Testo del documento:
+ + + + + + +

Home Teatro Processo a Matteotti: luce su nero, un pezzo d’artista firmato Blasioli

Processo a Matteotti: luce su nero, un pezzo d’artista firmato Blasioli

Il regista, drammaturgo e interprete abruzzese regala al pubblico di Palazzo Merulana un raffinato ritratto storico-teatrale

Alessandro Blasioli in "Processo a Matteotti" in scena per la rassegna In tutti i sensi a Palazzo Merulana il 17 ottobre 2025 (ph Manuela Giusto)

Raccontare un processo a teatro è impresa a dir poco audace. La maggior parte delle pièce che vogliano farlo in maniera “seria”, poi si trasformano puntualmente in noiose cattedrali di arringhe, tempeste di fraseologia giuridica e talvolta, nei casi peggiori, scenari per grotteschi azzeccagarbugli che scimmiottano la figura dell’avvocato. Corrottissimo o incompreso eroe senza macchia, a seconda dei casi. Ci sono per nostra santa fortuna delle eccezioni e una di queste è Processo a Matteotti di e con Alessandro Blasioli.

Lo spettacolo è andato in scena nell’insolita cornice di Palazzo Merulana il 17 ottobre, in seno alla rassegna teatrale In tutti i sensi. Dopo il pienone registrato nella scorsa stagione, l’iniziativa torna anche quest’anno dal 10 ottobre al 19 dicembre 2025, sotto la direzione artistica di Eleonora Di Fortunato, per ospitare spettacoli teatrali, concerti, film e talk gratuiti. Un cartellone ricco e di qualità nella sede dell’ex Ufficio di Igiene di Roma, recuperato nel 2018 dalla Fondazione Cerasi, che ha restaurato e riaperto l’edificio al pubblico come spazio museale e culturale. 

Chi scrive ha incontrato il talento di Blasioli ormai diversi anni addietro, in occasione di un contest teatrale in cui le toccava l’ingrato compito di giurata popolare. Blasioli era in gara con un monologo che considero ancora fra i più belli a cui abbia avuto il piacere di assistere: Sciaboletta. Allora fu ingiustamente escluso dal podio dalla giuria degli addetti ai lavori, forse improvvisamente colti da troppa bellezza. Ritrovarlo con un nuovo spettacolo teatrale è stata una felice esperienza d’autunno, sulla quale consumo qui una pretenziosissima resa di giustizia. Tanto per rimanere in tema.

Processo a Matteotti racconta la triste parabola (discendente) di uno dei processi più infami della storia. Chieti, città della camomilla, 27 marzo 1926, Mussolini convoca il dibattimento “burla” contro gli assassini del deputato socialista Giacomo Matteotti, fiero oppositore del regime. Alla sbarra Amerigo Dumini, “sicario del duce”, difeso nientemeno che dal gerarca Farinacci, altri imputati Giuseppe Viola, Augusto Malacria, Albino Volpi e Amleto Poveromo, esecutori materiali di quel delitto voluto prprio dal dittatore dalla posa a stampella. Dumini, Poveromo e Volpi sarano condannati a 5 anni, 11 mesi e 20 giorni per omicidio preterintenzionale, con esclusione della premeditazione.

+ + + + + + +

Compito assegnato A:
Trascrivi tale e quale dalla recensione tutto il passo che va da "Raccontare un processo" fino a "con Alessandro Blasioli.".

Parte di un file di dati
+ + + + + + +

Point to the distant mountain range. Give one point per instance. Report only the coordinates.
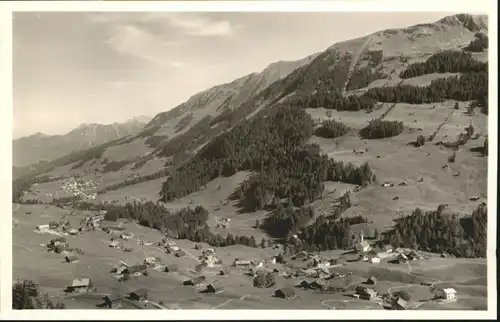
(41, 147)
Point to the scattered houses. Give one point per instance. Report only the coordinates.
(180, 253)
(372, 280)
(53, 225)
(285, 293)
(388, 249)
(448, 294)
(401, 304)
(362, 247)
(365, 293)
(113, 301)
(114, 244)
(139, 294)
(171, 268)
(150, 261)
(71, 258)
(135, 270)
(80, 285)
(43, 228)
(242, 263)
(215, 287)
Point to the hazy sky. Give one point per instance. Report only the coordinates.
(73, 68)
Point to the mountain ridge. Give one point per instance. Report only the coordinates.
(43, 147)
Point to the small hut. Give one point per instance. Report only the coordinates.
(71, 258)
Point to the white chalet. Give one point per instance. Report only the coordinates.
(449, 294)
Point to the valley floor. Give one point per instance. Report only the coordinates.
(32, 261)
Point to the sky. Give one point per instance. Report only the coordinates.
(71, 68)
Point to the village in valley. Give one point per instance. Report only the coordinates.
(356, 180)
(198, 267)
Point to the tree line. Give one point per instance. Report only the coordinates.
(287, 220)
(436, 231)
(326, 234)
(377, 129)
(449, 61)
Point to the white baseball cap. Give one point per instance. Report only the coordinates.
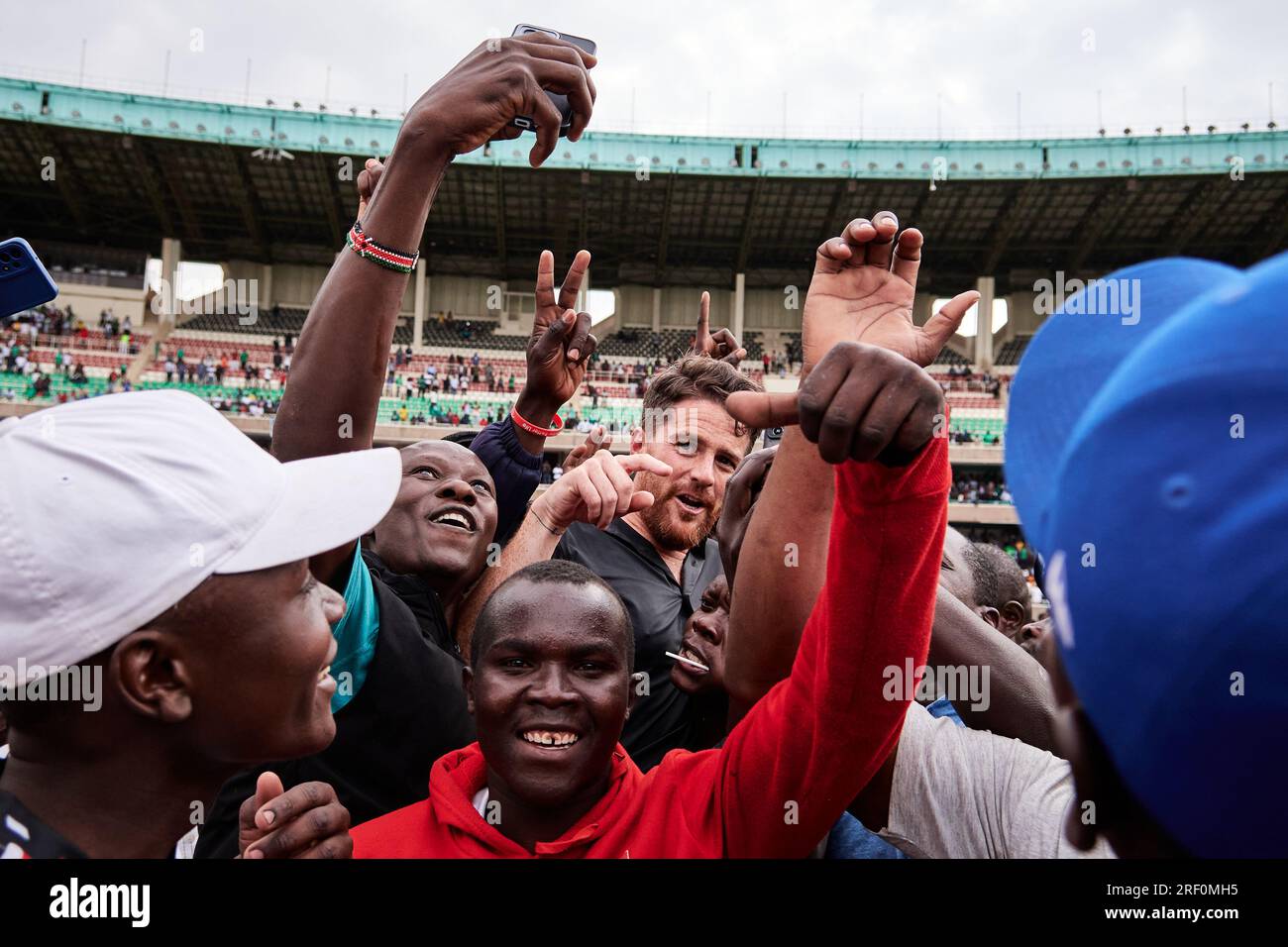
(115, 508)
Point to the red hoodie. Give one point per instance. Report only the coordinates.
(789, 770)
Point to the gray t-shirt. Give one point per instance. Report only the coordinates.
(971, 793)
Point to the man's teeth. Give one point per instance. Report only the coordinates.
(550, 737)
(452, 519)
(692, 656)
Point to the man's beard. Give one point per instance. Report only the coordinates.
(666, 528)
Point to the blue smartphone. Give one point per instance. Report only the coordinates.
(561, 102)
(25, 282)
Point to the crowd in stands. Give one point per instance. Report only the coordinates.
(344, 651)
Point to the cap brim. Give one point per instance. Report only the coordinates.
(1068, 363)
(327, 501)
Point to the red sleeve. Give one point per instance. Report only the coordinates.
(810, 745)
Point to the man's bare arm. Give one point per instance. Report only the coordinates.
(331, 401)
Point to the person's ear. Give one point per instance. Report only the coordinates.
(153, 676)
(1016, 615)
(632, 690)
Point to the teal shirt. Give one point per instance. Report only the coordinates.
(355, 634)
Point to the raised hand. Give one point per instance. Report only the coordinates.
(722, 344)
(597, 491)
(305, 821)
(861, 402)
(562, 344)
(597, 440)
(863, 286)
(503, 78)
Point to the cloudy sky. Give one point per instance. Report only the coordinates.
(898, 68)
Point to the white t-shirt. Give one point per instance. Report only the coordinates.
(961, 792)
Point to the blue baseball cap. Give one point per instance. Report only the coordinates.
(1160, 506)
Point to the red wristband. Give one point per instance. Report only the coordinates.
(532, 428)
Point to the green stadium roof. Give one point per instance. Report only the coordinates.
(655, 209)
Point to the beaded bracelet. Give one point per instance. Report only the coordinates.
(532, 428)
(377, 253)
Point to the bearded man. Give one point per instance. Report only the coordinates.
(657, 552)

+ + + + + + +

Compito assegnato B:
Per favore, disponi in un elenco numerato le righe dei dati qui sopra, da quella che contiene "Point to the man's bare" fino all'ultima riga dei dati, entrambe comprese, tralasciando le righe vuote.

Risposta corretta A:
Raccontare un processo a teatro è impresa a dir poco audace. La maggior parte delle pièce che vogliano farlo in maniera “seria”, poi si trasformano puntualmente in noiose cattedrali di arringhe, tempeste di fraseologia giuridica e talvolta, nei casi peggiori, scenari per grotteschi azzeccagarbugli che scimmiottano la figura dell’avvocato. Corrottissimo o incompreso eroe senza macchia, a seconda dei casi. Ci sono per nostra santa fortuna delle eccezioni e una di queste è Processo a Matteotti di e con Alessandro Blasioli.

Risposta corretta B:
1. Point to the man's bare arm. Give one point per instance. Report only the coordinates.
2. (331, 401)
3. Point to the person's ear. Give one point per instance. Report only the coordinates.
4. (153, 676)
5. (1016, 615)
6. (632, 690)
7. Point to the teal shirt. Give one point per instance. Report only the coordinates.
8. (355, 634)
9. Point to the raised hand. Give one point per instance. Report only the coordinates.
10. (722, 344)
11. (597, 491)
12. (305, 821)
13. (861, 402)
14. (562, 344)
15. (597, 440)
16. (863, 286)
17. (503, 78)
18. Point to the cloudy sky. Give one point per instance. Report only the coordinates.
19. (898, 68)
20. Point to the white t-shirt. Give one point per instance. Report only the coordinates.
21. (961, 792)
22. Point to the blue baseball cap. Give one point per instance. Report only the coordinates.
23. (1160, 506)
24. Point to the red wristband. Give one point per instance. Report only the coordinates.
25. (532, 428)
26. Point to the green stadium roof. Give one point per instance. Report only the coordinates.
27. (655, 209)
28. Point to the beaded bracelet. Give one point per instance. Report only the coordinates.
29. (532, 428)
30. (377, 253)
31. Point to the bearded man. Give one point per instance. Report only the coordinates.
32. (657, 552)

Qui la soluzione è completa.